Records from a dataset
● ● ● ● ● ● ●
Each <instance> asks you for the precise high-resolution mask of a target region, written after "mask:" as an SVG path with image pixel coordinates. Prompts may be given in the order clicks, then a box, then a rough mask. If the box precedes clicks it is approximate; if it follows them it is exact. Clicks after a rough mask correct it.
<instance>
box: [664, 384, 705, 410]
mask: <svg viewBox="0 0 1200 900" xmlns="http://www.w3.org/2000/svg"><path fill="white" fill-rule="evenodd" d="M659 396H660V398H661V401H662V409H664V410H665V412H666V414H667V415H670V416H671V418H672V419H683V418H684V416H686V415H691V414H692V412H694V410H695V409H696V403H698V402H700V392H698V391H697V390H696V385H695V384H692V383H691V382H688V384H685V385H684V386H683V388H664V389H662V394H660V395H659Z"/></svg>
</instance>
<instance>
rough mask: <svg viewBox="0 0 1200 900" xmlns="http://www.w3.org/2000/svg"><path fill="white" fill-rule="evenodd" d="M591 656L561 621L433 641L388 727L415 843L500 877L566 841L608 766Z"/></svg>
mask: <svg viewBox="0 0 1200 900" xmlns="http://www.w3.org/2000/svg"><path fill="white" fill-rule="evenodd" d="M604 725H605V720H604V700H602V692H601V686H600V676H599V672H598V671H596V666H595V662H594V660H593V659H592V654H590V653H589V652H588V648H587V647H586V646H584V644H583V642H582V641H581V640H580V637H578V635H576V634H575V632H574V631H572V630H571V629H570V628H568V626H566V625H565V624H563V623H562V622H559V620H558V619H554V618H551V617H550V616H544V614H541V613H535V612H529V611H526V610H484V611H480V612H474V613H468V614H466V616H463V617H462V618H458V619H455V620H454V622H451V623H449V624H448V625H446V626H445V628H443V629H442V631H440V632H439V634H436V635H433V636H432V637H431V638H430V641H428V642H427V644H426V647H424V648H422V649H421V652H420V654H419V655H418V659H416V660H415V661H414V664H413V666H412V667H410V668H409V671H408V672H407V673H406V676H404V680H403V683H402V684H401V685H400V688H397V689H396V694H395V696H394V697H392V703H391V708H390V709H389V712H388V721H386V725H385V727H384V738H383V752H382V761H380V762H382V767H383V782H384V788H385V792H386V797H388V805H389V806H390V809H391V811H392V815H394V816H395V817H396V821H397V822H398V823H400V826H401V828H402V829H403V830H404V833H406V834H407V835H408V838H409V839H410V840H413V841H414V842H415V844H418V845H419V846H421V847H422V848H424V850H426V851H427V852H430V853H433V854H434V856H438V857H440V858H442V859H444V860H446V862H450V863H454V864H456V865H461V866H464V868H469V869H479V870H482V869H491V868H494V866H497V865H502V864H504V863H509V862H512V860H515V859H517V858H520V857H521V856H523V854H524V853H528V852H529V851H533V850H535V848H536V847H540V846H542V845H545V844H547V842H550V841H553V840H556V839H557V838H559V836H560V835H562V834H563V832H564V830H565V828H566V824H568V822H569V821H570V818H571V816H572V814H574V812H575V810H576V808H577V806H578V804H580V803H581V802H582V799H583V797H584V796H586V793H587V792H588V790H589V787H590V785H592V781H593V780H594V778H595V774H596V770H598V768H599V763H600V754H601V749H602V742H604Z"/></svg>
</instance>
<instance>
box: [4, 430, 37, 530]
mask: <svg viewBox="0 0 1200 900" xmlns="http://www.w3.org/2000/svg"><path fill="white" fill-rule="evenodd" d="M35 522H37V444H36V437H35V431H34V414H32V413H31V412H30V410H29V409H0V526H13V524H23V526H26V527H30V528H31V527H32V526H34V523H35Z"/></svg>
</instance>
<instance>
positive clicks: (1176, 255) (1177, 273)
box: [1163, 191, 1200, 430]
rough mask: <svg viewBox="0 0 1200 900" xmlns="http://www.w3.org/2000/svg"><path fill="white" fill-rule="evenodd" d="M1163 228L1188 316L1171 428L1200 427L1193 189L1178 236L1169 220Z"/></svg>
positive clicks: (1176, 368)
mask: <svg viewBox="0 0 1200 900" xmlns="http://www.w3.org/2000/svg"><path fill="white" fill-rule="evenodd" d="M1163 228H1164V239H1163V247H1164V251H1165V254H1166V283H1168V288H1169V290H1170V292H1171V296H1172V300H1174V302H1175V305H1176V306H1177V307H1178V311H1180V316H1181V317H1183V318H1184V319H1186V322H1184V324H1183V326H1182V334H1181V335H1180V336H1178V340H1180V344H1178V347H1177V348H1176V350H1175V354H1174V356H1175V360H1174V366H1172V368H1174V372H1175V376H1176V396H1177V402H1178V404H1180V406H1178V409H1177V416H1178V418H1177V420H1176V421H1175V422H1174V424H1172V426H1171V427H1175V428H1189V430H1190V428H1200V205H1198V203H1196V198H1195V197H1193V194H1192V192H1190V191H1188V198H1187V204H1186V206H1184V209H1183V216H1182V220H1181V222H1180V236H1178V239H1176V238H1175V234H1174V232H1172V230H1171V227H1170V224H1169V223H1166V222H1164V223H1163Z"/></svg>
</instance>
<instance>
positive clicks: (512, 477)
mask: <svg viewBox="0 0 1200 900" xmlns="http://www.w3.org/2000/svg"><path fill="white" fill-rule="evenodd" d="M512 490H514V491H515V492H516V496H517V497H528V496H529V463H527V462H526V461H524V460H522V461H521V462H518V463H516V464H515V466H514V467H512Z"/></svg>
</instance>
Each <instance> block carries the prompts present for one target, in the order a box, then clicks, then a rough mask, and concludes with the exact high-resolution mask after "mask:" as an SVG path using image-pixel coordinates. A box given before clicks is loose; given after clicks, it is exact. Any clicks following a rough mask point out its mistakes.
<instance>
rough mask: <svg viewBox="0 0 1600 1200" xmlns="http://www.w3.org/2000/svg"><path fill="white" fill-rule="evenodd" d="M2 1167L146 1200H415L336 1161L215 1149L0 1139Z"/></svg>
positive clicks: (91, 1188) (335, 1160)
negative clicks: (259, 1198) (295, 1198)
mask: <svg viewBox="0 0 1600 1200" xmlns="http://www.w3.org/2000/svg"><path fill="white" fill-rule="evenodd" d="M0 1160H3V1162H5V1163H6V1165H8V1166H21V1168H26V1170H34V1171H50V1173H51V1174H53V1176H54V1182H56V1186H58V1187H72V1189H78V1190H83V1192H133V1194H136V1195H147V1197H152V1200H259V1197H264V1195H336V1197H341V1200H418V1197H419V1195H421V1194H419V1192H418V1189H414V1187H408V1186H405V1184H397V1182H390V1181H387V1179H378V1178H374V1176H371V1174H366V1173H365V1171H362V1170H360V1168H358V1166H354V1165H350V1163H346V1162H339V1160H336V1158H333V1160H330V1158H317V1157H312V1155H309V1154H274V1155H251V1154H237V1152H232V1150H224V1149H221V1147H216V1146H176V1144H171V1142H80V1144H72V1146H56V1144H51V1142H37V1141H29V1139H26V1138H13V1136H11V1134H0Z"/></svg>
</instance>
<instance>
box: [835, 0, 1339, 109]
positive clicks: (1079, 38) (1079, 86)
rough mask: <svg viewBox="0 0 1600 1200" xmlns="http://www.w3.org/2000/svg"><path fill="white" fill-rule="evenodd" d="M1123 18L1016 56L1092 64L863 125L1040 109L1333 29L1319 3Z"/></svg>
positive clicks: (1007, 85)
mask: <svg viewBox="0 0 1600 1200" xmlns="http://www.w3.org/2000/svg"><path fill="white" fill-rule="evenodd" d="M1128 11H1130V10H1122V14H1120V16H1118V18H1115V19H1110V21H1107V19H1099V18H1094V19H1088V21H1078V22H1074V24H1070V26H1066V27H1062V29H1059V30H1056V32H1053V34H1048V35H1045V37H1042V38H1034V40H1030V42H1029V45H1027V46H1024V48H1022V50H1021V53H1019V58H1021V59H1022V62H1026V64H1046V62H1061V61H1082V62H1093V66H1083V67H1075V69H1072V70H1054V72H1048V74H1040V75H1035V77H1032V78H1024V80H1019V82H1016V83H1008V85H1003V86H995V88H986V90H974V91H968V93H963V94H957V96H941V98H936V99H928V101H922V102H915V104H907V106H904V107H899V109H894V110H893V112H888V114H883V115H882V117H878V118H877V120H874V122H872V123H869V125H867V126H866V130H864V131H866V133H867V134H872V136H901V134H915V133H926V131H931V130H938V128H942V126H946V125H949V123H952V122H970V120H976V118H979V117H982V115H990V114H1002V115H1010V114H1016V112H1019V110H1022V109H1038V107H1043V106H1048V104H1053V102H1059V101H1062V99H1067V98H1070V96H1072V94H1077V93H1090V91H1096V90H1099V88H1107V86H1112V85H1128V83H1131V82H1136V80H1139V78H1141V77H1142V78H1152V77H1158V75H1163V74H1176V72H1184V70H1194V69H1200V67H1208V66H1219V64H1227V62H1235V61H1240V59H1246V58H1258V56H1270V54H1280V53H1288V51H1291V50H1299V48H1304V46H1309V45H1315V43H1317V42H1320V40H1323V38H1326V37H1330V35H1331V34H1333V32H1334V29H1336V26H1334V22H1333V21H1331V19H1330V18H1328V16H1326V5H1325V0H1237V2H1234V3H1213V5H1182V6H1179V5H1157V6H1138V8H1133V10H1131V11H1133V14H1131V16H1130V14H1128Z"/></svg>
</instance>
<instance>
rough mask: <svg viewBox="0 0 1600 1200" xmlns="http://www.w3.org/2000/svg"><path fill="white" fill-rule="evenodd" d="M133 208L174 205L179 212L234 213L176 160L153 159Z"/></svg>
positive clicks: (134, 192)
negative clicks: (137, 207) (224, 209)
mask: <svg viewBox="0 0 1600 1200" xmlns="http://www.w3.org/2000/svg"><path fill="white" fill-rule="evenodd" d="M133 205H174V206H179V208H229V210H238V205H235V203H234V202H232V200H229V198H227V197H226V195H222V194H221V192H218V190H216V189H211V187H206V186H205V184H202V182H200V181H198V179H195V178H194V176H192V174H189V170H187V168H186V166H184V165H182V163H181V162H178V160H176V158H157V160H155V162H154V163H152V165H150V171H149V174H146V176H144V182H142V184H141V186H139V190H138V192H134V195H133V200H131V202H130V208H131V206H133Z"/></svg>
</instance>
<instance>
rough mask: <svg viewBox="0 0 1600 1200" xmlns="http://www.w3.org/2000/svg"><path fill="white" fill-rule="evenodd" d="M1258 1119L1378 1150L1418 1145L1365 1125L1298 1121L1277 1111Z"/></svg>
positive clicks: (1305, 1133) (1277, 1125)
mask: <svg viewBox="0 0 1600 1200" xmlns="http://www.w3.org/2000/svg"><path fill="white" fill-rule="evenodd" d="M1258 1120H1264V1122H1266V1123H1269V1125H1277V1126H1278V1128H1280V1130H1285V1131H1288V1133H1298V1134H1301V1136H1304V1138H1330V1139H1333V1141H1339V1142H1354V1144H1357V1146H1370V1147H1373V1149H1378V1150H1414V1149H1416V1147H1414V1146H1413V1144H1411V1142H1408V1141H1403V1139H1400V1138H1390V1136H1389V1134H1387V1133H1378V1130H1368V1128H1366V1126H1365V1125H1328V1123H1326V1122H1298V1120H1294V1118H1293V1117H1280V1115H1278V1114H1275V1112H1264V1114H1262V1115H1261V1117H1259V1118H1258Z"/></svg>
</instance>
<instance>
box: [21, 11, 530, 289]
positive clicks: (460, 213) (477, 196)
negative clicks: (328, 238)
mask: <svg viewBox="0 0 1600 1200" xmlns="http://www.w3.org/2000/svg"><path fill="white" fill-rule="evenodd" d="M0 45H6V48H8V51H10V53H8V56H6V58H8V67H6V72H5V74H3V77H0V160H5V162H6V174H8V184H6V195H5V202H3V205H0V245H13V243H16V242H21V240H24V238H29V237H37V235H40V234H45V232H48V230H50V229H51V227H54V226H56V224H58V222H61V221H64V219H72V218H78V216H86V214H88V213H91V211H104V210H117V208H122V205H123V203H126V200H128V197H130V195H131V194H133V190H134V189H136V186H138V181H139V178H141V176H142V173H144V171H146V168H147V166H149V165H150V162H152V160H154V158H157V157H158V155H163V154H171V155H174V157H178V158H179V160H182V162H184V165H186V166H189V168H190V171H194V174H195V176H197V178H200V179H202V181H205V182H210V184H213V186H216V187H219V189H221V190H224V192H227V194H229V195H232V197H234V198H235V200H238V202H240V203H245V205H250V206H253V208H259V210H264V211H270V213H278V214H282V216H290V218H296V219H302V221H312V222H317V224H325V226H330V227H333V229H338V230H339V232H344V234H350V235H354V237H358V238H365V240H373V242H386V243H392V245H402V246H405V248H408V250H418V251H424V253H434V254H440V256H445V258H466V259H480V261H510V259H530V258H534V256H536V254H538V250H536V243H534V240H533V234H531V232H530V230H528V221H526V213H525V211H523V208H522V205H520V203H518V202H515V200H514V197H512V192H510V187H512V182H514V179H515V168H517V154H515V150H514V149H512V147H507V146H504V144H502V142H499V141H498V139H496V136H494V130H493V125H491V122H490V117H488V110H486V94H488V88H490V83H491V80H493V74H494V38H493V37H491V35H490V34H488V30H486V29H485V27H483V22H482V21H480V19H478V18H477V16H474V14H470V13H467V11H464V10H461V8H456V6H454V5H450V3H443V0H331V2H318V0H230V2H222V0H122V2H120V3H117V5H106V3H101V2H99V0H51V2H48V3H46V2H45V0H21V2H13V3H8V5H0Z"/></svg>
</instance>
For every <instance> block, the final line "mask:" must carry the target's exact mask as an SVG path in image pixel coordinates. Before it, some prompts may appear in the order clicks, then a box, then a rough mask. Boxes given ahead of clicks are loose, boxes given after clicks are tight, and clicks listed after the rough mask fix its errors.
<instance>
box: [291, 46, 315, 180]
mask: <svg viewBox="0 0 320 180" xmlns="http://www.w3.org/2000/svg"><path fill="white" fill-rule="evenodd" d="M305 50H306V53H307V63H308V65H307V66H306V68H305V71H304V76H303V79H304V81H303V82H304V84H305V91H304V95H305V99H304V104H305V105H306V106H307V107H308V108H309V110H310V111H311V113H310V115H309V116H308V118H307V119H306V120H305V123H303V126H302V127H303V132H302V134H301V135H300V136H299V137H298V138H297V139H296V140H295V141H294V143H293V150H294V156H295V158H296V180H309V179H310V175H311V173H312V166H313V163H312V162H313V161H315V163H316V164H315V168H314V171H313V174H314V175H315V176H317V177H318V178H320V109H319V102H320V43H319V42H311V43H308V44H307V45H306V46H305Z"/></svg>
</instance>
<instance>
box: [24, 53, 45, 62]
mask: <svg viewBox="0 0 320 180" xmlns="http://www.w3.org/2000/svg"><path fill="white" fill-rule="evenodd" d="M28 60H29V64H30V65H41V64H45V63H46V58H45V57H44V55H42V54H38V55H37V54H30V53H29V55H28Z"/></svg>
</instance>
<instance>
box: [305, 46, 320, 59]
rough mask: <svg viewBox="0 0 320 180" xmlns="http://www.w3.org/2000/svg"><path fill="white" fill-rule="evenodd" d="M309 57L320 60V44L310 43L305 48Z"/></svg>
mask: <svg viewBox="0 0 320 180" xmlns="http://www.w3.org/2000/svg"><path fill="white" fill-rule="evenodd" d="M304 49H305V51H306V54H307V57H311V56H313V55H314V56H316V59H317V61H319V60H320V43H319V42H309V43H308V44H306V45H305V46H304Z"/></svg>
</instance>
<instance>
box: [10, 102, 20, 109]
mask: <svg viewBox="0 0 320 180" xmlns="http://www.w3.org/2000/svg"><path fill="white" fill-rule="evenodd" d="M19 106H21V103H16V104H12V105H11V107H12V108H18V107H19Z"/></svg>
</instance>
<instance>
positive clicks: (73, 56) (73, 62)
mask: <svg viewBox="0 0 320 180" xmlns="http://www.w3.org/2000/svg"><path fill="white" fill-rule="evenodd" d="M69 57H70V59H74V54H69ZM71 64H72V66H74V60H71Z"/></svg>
● ● ● ● ● ● ●
**WHAT THE TASK ASKS**
What belongs in the answer is each line of the data that has the word "after".

**ANSWER FOR THE TASK**
Each <instance> asks you for the precise high-resolution mask of a target region, written after "mask:" as an SVG path with image pixel coordinates. Prompts may be given in the order clicks, then a box, then a rough mask. If the box precedes clicks it is approximate; if it follows them it is exact. Clicks after a rough mask correct it.
Each <instance> block carries the prompts present for one target, in the order a box, then clicks, then a rough mask, and concludes with the exact high-resolution mask after "mask:" as an SVG path using image-pixel coordinates. A box given before clicks is loose; given after clicks, it is exact. Any clicks following a rough mask point out its mistakes.
For every <instance> block, the final line "mask:" must carry the target's exact mask as an SVG path in image pixel coordinates. Before it, some prompts may appear in the order clicks, then a box, then a rough mask. Boxes given ahead of clicks are loose, boxes given after clicks are tight, and clicks listed after the rough mask fix its errors.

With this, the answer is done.